Region annotation entries
=-=-=

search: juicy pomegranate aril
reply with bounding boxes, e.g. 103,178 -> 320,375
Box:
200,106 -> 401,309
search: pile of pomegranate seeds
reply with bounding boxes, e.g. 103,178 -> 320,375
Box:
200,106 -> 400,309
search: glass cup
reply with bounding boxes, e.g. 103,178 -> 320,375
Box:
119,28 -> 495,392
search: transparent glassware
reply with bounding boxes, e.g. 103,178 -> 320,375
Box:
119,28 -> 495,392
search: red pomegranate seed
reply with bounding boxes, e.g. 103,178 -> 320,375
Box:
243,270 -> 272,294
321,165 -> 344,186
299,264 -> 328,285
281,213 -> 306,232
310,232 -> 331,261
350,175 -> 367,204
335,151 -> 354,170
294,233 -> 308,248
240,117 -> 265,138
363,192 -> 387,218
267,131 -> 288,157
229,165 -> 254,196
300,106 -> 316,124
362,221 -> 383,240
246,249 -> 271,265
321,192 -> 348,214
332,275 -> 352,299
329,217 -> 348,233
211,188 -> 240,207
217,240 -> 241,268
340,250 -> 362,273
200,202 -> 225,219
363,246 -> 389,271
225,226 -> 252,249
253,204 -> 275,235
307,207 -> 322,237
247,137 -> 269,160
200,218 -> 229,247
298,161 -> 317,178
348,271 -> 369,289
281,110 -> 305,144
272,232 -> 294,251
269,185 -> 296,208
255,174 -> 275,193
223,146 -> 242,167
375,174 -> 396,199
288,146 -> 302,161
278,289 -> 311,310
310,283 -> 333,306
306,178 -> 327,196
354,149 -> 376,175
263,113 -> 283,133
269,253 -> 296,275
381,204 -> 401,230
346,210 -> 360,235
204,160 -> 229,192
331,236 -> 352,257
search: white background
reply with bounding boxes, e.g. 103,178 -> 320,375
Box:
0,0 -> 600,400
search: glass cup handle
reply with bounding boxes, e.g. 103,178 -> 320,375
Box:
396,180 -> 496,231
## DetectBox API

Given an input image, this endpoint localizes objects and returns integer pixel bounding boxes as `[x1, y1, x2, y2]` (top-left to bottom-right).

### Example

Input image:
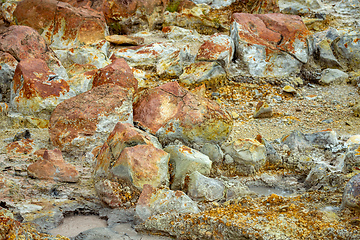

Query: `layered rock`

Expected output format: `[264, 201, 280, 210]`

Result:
[27, 149, 79, 182]
[134, 82, 233, 144]
[164, 145, 212, 190]
[92, 58, 138, 93]
[49, 84, 133, 153]
[0, 26, 68, 80]
[10, 58, 75, 119]
[231, 13, 309, 77]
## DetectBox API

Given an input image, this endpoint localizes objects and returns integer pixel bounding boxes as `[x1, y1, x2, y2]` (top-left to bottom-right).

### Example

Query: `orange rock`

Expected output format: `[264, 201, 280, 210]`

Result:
[27, 149, 79, 182]
[92, 58, 138, 93]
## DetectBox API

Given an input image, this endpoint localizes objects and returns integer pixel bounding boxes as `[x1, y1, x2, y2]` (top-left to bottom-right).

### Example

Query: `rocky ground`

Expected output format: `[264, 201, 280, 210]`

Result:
[0, 0, 360, 240]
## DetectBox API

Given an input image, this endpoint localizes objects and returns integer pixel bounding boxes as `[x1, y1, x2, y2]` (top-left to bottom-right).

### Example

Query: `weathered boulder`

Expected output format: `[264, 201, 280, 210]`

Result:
[179, 61, 226, 87]
[111, 145, 170, 190]
[49, 84, 133, 154]
[319, 68, 349, 85]
[105, 35, 144, 46]
[341, 174, 360, 209]
[164, 145, 212, 190]
[94, 122, 161, 178]
[10, 58, 75, 119]
[231, 13, 309, 77]
[54, 40, 111, 68]
[196, 33, 235, 69]
[134, 82, 233, 145]
[95, 179, 140, 208]
[113, 42, 179, 68]
[14, 0, 108, 49]
[156, 45, 193, 78]
[92, 58, 138, 93]
[187, 171, 225, 201]
[0, 26, 68, 80]
[0, 51, 18, 102]
[136, 184, 200, 221]
[331, 33, 360, 70]
[221, 139, 266, 175]
[27, 149, 79, 182]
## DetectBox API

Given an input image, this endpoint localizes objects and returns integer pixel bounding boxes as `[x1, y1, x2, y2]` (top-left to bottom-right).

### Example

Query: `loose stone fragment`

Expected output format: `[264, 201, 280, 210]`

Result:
[254, 101, 272, 118]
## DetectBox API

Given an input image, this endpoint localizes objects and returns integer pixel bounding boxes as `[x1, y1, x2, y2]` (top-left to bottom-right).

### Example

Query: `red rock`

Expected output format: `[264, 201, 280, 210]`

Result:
[6, 139, 35, 155]
[233, 13, 310, 61]
[111, 145, 170, 190]
[94, 122, 161, 177]
[0, 26, 67, 80]
[14, 0, 107, 48]
[92, 58, 138, 93]
[49, 84, 132, 152]
[11, 58, 75, 119]
[196, 33, 235, 67]
[134, 82, 233, 144]
[27, 149, 79, 182]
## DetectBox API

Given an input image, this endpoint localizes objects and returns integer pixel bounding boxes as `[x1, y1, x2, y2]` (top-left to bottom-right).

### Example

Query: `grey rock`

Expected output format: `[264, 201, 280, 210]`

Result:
[187, 171, 225, 201]
[200, 143, 224, 162]
[222, 139, 266, 175]
[164, 145, 212, 190]
[74, 227, 123, 240]
[320, 68, 349, 85]
[341, 174, 360, 209]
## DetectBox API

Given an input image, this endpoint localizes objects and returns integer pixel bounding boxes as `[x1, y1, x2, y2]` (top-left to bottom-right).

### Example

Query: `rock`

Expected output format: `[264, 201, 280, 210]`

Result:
[134, 82, 233, 146]
[0, 102, 9, 116]
[105, 35, 144, 46]
[352, 104, 360, 117]
[200, 143, 224, 162]
[111, 145, 170, 190]
[136, 184, 200, 221]
[162, 26, 200, 42]
[94, 122, 162, 178]
[113, 42, 179, 68]
[0, 208, 68, 240]
[231, 13, 309, 77]
[95, 179, 140, 209]
[10, 58, 75, 119]
[179, 61, 226, 87]
[221, 139, 266, 175]
[27, 149, 79, 182]
[0, 26, 68, 80]
[49, 84, 133, 154]
[103, 0, 169, 34]
[187, 171, 225, 202]
[254, 101, 272, 118]
[224, 178, 251, 200]
[192, 0, 236, 8]
[341, 174, 360, 209]
[196, 33, 235, 69]
[164, 145, 212, 190]
[331, 33, 360, 70]
[54, 40, 111, 68]
[156, 45, 193, 78]
[67, 67, 97, 95]
[92, 58, 138, 93]
[6, 139, 37, 156]
[304, 163, 328, 188]
[163, 4, 221, 34]
[334, 0, 360, 14]
[282, 85, 296, 93]
[320, 68, 349, 85]
[74, 227, 123, 240]
[346, 135, 360, 146]
[282, 129, 338, 150]
[14, 0, 108, 49]
[0, 51, 18, 102]
[305, 129, 338, 148]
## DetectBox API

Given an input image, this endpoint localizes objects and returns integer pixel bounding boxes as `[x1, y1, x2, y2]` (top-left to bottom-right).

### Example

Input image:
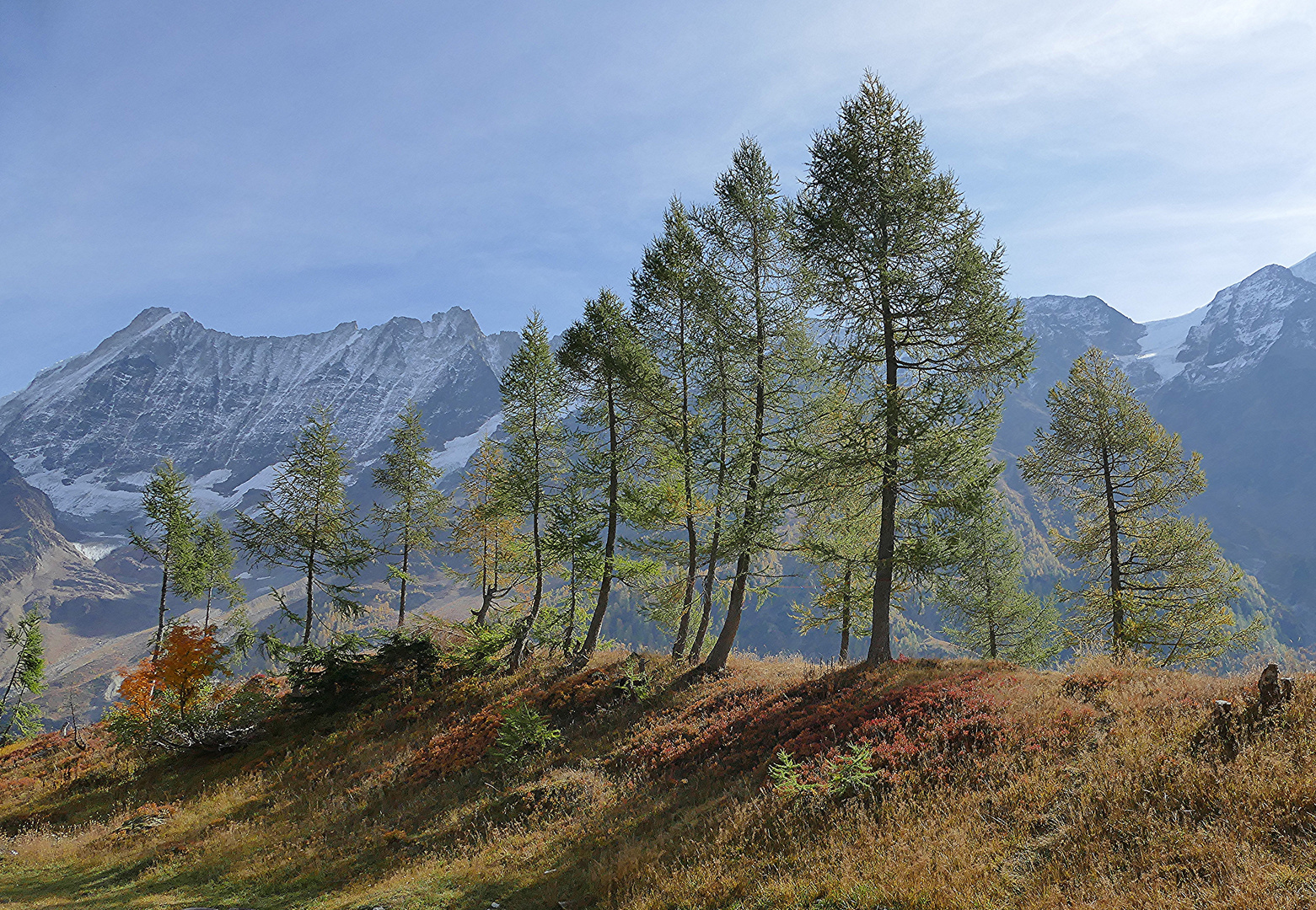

=-=-=

*TASK DESCRIPTION*: Reproduce the material above word for word, starting from its first line and stopping after the line that contains "0,0 -> 600,400".

*ANSWER TO THE TASK*:
search: juicy pomegranate aril
reply with bounding boxes, e.g. 103,178 -> 320,375
Box:
200,106 -> 401,309
search: pile of pomegranate seeds
reply with bounding boxes, e.g. 103,178 -> 320,375
Box:
200,106 -> 400,309
search: glass cup
reply with bounding boxes, e.g. 103,178 -> 320,375
Box:
119,28 -> 495,392
search: transparent glassware
reply with bounding boxes, e.g. 103,178 -> 320,375
Box:
119,28 -> 495,392
search: red pomegranate seed
reply with bounding boxes, e.g. 103,178 -> 320,375
Box:
243,270 -> 272,294
321,165 -> 344,186
299,264 -> 328,285
281,213 -> 306,232
310,232 -> 331,261
350,175 -> 367,204
335,151 -> 354,170
294,233 -> 308,248
240,117 -> 265,138
363,192 -> 387,218
267,131 -> 288,157
229,165 -> 254,196
300,106 -> 316,124
362,221 -> 383,240
246,249 -> 271,265
321,192 -> 348,214
332,275 -> 352,299
329,217 -> 348,233
211,188 -> 240,207
217,240 -> 241,268
340,250 -> 362,273
200,202 -> 225,219
363,246 -> 389,271
225,226 -> 252,249
253,204 -> 275,235
307,207 -> 322,237
247,137 -> 269,160
200,218 -> 229,247
298,161 -> 317,178
348,271 -> 369,289
281,110 -> 305,144
272,232 -> 294,251
269,185 -> 296,208
255,174 -> 275,193
223,146 -> 242,167
375,174 -> 396,199
288,146 -> 302,161
278,289 -> 311,310
310,283 -> 333,306
306,178 -> 327,196
354,149 -> 376,175
263,113 -> 283,133
269,253 -> 296,275
381,204 -> 401,230
346,210 -> 360,235
204,160 -> 229,192
331,236 -> 352,257
search: white background
reply with bounding boxes, e.g. 103,178 -> 320,375
Box:
0,0 -> 600,400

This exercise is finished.